# [What needs to be done]
Your answer must be an exact copy of the data below, minus any pictures.
[Start of section]
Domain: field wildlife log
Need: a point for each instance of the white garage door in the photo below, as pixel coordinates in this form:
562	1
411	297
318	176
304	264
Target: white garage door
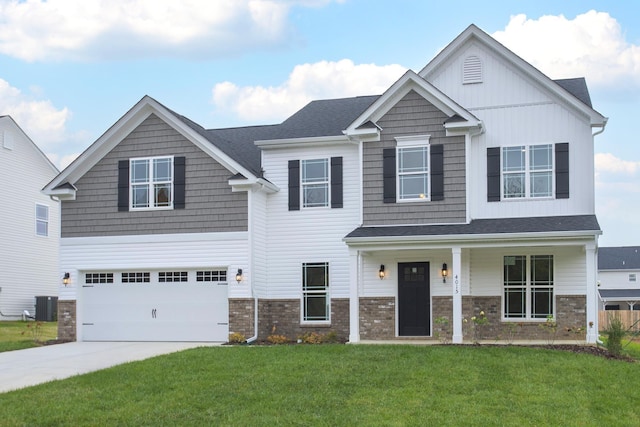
[End of section]
# [Your response]
Domain: field wildlife log
Need: a point for each instance of the white garage door in the photo below, as pixel coordinates in this form:
562	1
411	297
318	176
304	264
Target: white garage door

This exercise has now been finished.